[begin Extracted text]
Israel In Rebellion

Israel In Rebellion October 3, 2017

2 Chronicles 10 is a fall story.

The Chronicler’s long account of the reigns of David and Solomon (1 Chronicles 11-2 Chronicles 9) has portrayed an ideal. David and Solomon form a joint new-Adam, overseeing the Levites who stand to serve in the garden-temple, guarding Yahweh’s bride, Israel.

William Johnstone describes it this way: “The status of the king of the house of David has been expounded in sacramental terms. He sits on no merely human throne, but on the throne of the LORD: he is the visible expression in physical terms of the cosmic sovereignty of God (e.g. 1 Chron. 28.5). Likewise, the people of Israel are the LORD’S host on earth, the counterpart in the physical sphere of the hosts of the LORD in the cosmic (e.g. 1 Chron. 11.9). The ark is the physical representation of the dynamic intervention of God on the field of battle; its resting in the Temple in Jerusalem is the symbol of victory attained (2 Chron. 6.41). Through David and Solomon, the ideal has been achieved: the kings of the earth pay their homage (1 Chron. 29.30; 2 Chron. 9.22-24)” (1 & 2 Chronicles, 2.9).
[end Extracted text]
* **Written problem 1**: From the commentary on Israel in rebellion, reproduce the passage from "William Johnstone describes" to "2 Chronicles, 2.9).".
* **Written problem 2**: List every scripture reference cited within the William Johnstone quotation in the commentary on Israel in rebellion.
* **Written problem 3**: Summarize the commentary on Israel in rebellion in two sentences.
[begin Extracted entries]
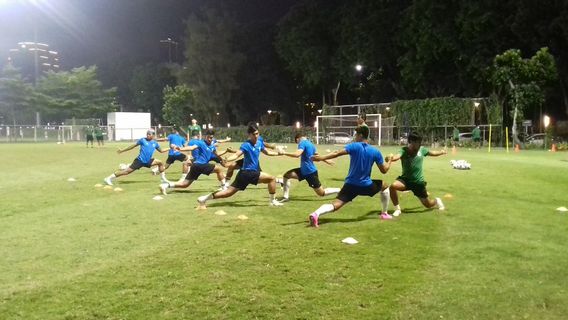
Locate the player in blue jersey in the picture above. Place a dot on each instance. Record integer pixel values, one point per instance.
(236, 165)
(176, 141)
(147, 147)
(249, 172)
(358, 181)
(307, 170)
(201, 157)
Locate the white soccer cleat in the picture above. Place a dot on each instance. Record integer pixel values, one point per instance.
(275, 203)
(440, 204)
(164, 188)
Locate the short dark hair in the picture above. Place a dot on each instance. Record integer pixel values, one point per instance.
(414, 137)
(252, 127)
(363, 130)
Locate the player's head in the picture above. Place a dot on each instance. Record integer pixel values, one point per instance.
(414, 140)
(209, 135)
(361, 118)
(361, 133)
(252, 131)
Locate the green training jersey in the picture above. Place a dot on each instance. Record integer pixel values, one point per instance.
(476, 133)
(412, 166)
(194, 130)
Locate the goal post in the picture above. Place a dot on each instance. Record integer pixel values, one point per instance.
(339, 129)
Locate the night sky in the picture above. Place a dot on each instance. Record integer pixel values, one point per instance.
(87, 32)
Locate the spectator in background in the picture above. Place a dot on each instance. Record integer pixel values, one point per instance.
(193, 131)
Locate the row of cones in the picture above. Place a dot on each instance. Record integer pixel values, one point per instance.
(517, 148)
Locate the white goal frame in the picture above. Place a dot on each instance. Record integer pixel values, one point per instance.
(374, 125)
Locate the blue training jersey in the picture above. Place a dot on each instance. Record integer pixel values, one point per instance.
(212, 148)
(306, 164)
(176, 140)
(362, 158)
(252, 154)
(147, 148)
(202, 154)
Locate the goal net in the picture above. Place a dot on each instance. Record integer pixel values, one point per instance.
(340, 129)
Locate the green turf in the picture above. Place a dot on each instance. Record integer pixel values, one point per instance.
(73, 251)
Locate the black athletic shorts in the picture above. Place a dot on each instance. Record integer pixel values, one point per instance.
(241, 162)
(137, 164)
(418, 188)
(244, 178)
(198, 169)
(349, 192)
(312, 179)
(180, 157)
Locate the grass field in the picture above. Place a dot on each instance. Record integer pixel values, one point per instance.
(73, 251)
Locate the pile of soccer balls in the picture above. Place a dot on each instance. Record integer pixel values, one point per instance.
(460, 164)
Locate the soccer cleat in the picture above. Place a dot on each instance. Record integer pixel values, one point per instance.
(164, 188)
(314, 220)
(385, 216)
(275, 203)
(440, 204)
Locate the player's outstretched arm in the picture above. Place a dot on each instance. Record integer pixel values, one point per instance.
(272, 153)
(234, 156)
(437, 153)
(296, 154)
(329, 156)
(127, 148)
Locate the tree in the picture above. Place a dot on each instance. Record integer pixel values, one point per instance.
(76, 93)
(212, 63)
(179, 103)
(147, 85)
(521, 84)
(16, 105)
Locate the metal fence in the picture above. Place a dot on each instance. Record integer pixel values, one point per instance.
(64, 133)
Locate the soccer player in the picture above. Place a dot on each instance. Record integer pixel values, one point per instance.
(176, 142)
(358, 181)
(201, 156)
(193, 131)
(144, 159)
(250, 171)
(307, 170)
(412, 177)
(99, 136)
(236, 165)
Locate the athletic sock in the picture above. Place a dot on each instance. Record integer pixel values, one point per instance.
(385, 197)
(325, 208)
(286, 188)
(328, 191)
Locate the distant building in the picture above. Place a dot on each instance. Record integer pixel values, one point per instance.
(169, 51)
(33, 59)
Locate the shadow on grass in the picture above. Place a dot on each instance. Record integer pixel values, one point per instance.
(367, 216)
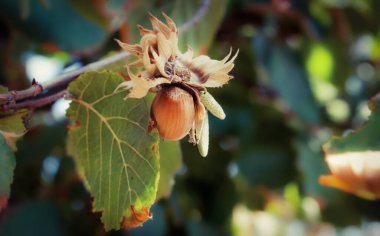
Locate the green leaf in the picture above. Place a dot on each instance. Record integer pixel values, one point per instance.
(108, 138)
(170, 163)
(7, 165)
(290, 80)
(199, 37)
(12, 128)
(365, 139)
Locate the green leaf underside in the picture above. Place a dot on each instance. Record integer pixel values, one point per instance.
(7, 165)
(170, 163)
(113, 151)
(367, 138)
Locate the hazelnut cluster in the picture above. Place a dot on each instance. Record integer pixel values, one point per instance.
(180, 80)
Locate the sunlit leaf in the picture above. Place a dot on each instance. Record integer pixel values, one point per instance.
(113, 151)
(354, 159)
(291, 82)
(170, 162)
(12, 128)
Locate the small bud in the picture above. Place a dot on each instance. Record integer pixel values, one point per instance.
(173, 111)
(204, 137)
(212, 105)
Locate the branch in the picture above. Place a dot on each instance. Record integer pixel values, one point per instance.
(31, 104)
(61, 80)
(9, 100)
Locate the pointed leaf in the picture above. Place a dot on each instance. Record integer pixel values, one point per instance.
(170, 162)
(112, 149)
(354, 160)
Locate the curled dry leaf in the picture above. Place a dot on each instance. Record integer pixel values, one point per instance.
(137, 218)
(180, 79)
(354, 172)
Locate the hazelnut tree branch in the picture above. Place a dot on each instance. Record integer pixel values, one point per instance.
(10, 100)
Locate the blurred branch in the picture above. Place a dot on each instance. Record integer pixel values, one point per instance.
(9, 100)
(283, 9)
(31, 104)
(203, 7)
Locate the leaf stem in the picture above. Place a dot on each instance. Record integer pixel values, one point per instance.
(9, 100)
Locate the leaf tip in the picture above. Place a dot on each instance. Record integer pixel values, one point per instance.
(137, 218)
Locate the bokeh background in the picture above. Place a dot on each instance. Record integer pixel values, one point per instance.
(305, 72)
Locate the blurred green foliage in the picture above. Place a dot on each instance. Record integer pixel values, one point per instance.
(304, 71)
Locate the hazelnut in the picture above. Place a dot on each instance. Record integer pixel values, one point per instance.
(173, 112)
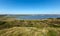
[end Extracted entries]
* **Written answer 1**:
William Johnstone describes it this way: “The status of the king of the house of David has been expounded in sacramental terms. He sits on no merely human throne, but on the throne of the LORD: he is the visible expression in physical terms of the cosmic sovereignty of God (e.g. 1 Chron. 28.5). Likewise, the people of Israel are the LORD’S host on earth, the counterpart in the physical sphere of the hosts of the LORD in the cosmic (e.g. 1 Chron. 11.9). The ark is the physical representation of the dynamic intervention of God on the field of battle; its resting in the Temple in Jerusalem is the symbol of victory attained (2 Chron. 6.41). Through David and Solomon, the ideal has been achieved: the kings of the earth pay their homage (1 Chron. 29.30; 2 Chron. 9.22-24)” (1 & 2 Chronicles, 2.9).

* **Written answer 2**:
1 Chron. 28.5
1 Chron. 11.9
2 Chron. 6.41
1 Chron. 29.30
2 Chron. 9.22-24

* **Written answer 3**: The commentary calls 2 Chronicles 10 a fall story and says the Chronicler's account of the reigns of David and Solomon portrays an ideal, with the two kings as a joint new-Adam overseeing the Levites in the garden-temple. A quotation from William Johnstone explains that the Davidic king sits on the throne of the LORD, Israel is the LORD's host on earth, and the ark resting in the Temple symbolizes victory attained.